**TAREFAS A REALIZAR**
(a) Retorne o trecho do texto sobre crimigração que começa em "Até então, os" e segue até "promover sua deportação.", sem nenhuma alteração.
(b) De acordo com o texto sobre crimigração, como Stumpf define o conceito de 'crimigração'?

**TEXTO**
-.-.-

Em relação àquele ano,
as fantásticas pesquisas de Kelly Lytle Hernández e outros pesquisadores
demonstraram que a aprovação destas leis que criminalizaram a migração não
autorizada se deveu a um senador eugenista e
supremacista branco.
Ele acreditava na
pureza das raças e achava que, criminalizando a migração, ele iria deter a
imigração mexicana para os Estados Unidos.
Até então, os
Estados Unidos não tinham este tipo de legislação. Ela faz parte da história de
racismo estrutural dos Estados Unidos e são mais uma peça do quebra-cabeça para
tentar criar partes do país privilegiadas ou totalmente brancas.
No início dos anos
1990, começamos a nos basear nos antecedentes criminais, ou na crença de que
uma pessoa tivesse ou pudesse ter antecedentes, para não permitir sua entrada
nos Estados Unidos ou promover sua deportação.
Nas décadas de 1990
e 2000 e mais recentemente, a legislação americana foi alterada para aumentar a
criminalização. Foram incluídas mais sanções e antecedentes criminais que
poderiam constituir motivos para a deportação.
Até mesmo se o
imigrante tivesse sido condenado, mas cumprido totalmente sua pena, ele
poderia, agora, estar sujeito à deportação, de formas como nunca havíamos visto
antes. E some-se a isso o aumento da implementação dessas leis e o ambiente de
vigilância migratória.
Tudo isso criou nos
Estados Unidos a tendência de colocar ideias sobre a imigração e os imigrantes
em nossas mentes. Eles deixaram de ser percebidos como pessoas que vieram
trabalhar, que procuram segurança e reunião com seus familiares, para serem
considerados criminosos, pessoas indesejáveis ou perigosas, especialmente neste
momento.
·
O
que é o conceito de 'crimigração'?
Stumpf - É a
intersecção entre a imigração e o direito penal.
Basicamente, é
possível observar e analisar esta tendência crescente de criminalização dos
imigrantes de três formas distintas.
Os antecedentes
criminais se transformaram em uma base muito mais ampla para a deportação,
especialmente de moradores permanentes que vivem legalmente no país.

-.-.-

**AMOSTRA DE DADOS**
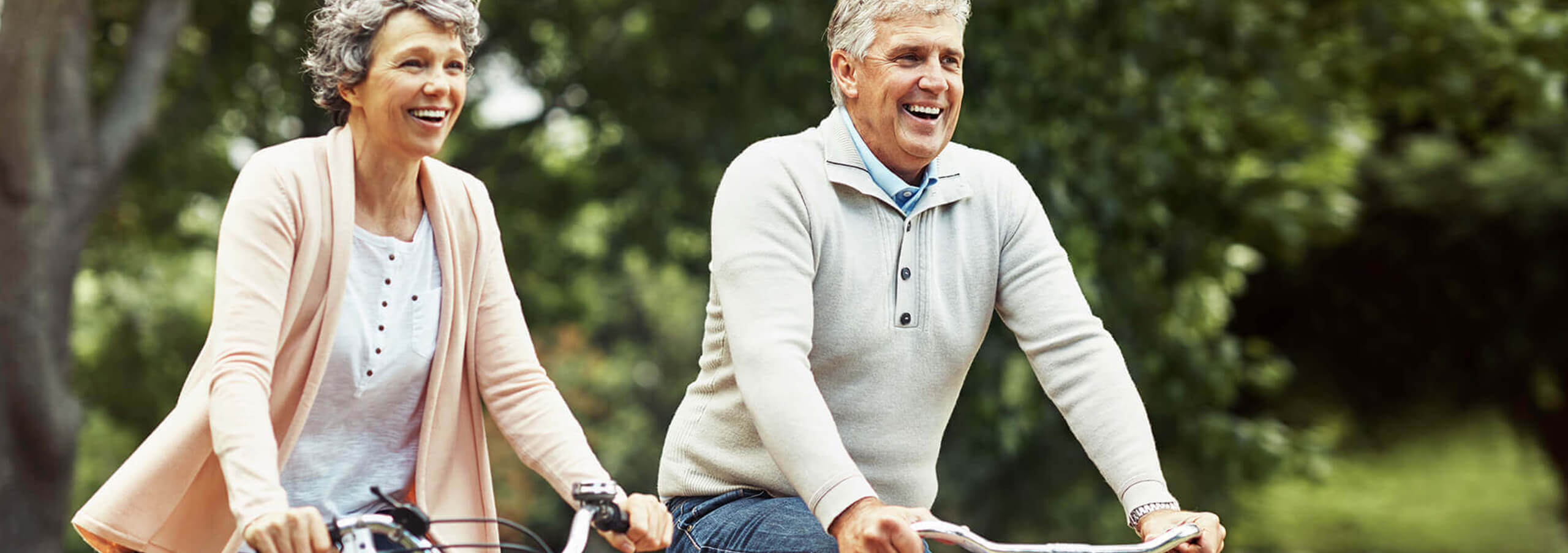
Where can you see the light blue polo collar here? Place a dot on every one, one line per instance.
(897, 190)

-.-.-

**RESPOSTAS CORRETAS**
(a)
Até então, os
Estados Unidos não tinham este tipo de legislação. Ela faz parte da história de
racismo estrutural dos Estados Unidos e são mais uma peça do quebra-cabeça para
tentar criar partes do país privilegiadas ou totalmente brancas.
No início dos anos
1990, começamos a nos basear nos antecedentes criminais, ou na crença de que
uma pessoa tivesse ou pudesse ter antecedentes, para não permitir sua entrada
nos Estados Unidos ou promover sua deportação.

(b) É a intersecção entre a imigração e o direito penal.